Document –
START

In addition to being a skilled painter, Ažbe was also a gifted evaluator of other artist’s creations and was often asked to give his input on various works. Foto: Wikipedia
In addition to being a skilled painter, Ažbe was also a gifted evaluator of other artist’s creations and was often asked to give his input on various works. Foto: Wikipedia

The world recently celebrated the 148th birthday of Wassily Kandisky, often called the father of abstract art. However, not many people know that this legendary Russian painter once had a Slovenian art teacher named Anton Ažbe.

Ažbe was born in 1862 in the small village of Dolenčice in Slovenia’s Poljane Valley, not far from the medieval town of Škofja Loka. Orphaned at a young age, he spent much of his childhood in a foster family. Because he was small and weak, and had a bent back, he was trained to work in a grocery store. However, he ran off and began to hang out with artists. It turned out that he had a talent for painting and he eventually enrolled at the Art Academies in Vienna and Munich. There, he was introduced to the latest trends and theories in European art.

END

Entries shown –
START

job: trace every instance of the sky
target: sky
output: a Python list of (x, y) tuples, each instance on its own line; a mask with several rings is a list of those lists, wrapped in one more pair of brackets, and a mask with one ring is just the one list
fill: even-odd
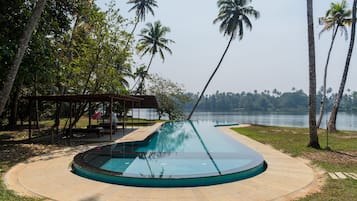
[[(341, 0), (338, 0), (339, 2)], [(105, 9), (109, 0), (97, 0)], [(133, 19), (134, 11), (127, 0), (117, 0), (122, 16)], [(323, 69), (332, 33), (319, 37), (322, 26), (318, 17), (325, 15), (331, 2), (314, 1), (317, 87), (323, 83)], [(352, 0), (347, 0), (352, 7)], [(162, 62), (154, 58), (150, 73), (157, 73), (165, 79), (181, 84), (186, 91), (200, 92), (216, 67), (227, 46), (229, 38), (219, 32), (219, 24), (213, 24), (217, 17), (216, 0), (157, 0), (155, 16), (148, 15), (140, 23), (135, 34), (145, 23), (160, 20), (171, 32), (167, 38), (175, 41), (170, 45), (173, 54), (166, 54)], [(251, 18), (253, 29), (245, 29), (242, 40), (234, 40), (226, 57), (207, 89), (207, 94), (220, 92), (253, 92), (292, 88), (308, 92), (308, 44), (305, 0), (253, 0), (251, 5), (260, 12), (260, 18)], [(129, 27), (131, 31), (132, 27)], [(350, 29), (349, 29), (350, 35)], [(328, 87), (337, 92), (342, 78), (349, 40), (338, 34), (332, 52)], [(357, 48), (357, 47), (355, 47)], [(357, 91), (357, 50), (354, 51), (345, 89)], [(150, 57), (135, 57), (138, 64), (147, 64)], [(346, 90), (345, 90), (346, 91)]]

END

Work to do –
1/ From the Ažbe article, return everything from "Ažbe was born" down to "in European art.".
2/ Answer these questions from the Ažbe article:
(a) Which birthday of the painter called the father of abstract art was recently celebrated?
(b) In what year was Ažbe born?
(c) In which two cities were the Art Academies where Ažbe enrolled?
The rows come from a separate source that has nothing to do with the text.

Set of answers –
1/
Ažbe was born in 1862 in the small village of Dolenčice in Slovenia’s Poljane Valley, not far from the medieval town of Škofja Loka. Orphaned at a young age, he spent much of his childhood in a foster family. Because he was small and weak, and had a bent back, he was trained to work in a grocery store. However, he ran off and began to hang out with artists. It turned out that he had a talent for painting and he eventually enrolled at the Art Academies in Vienna and Munich. There, he was introduced to the latest trends and theories in European art.

2/
(a) His 148th birthday.
(b) 1862.
(c) Vienna and Munich.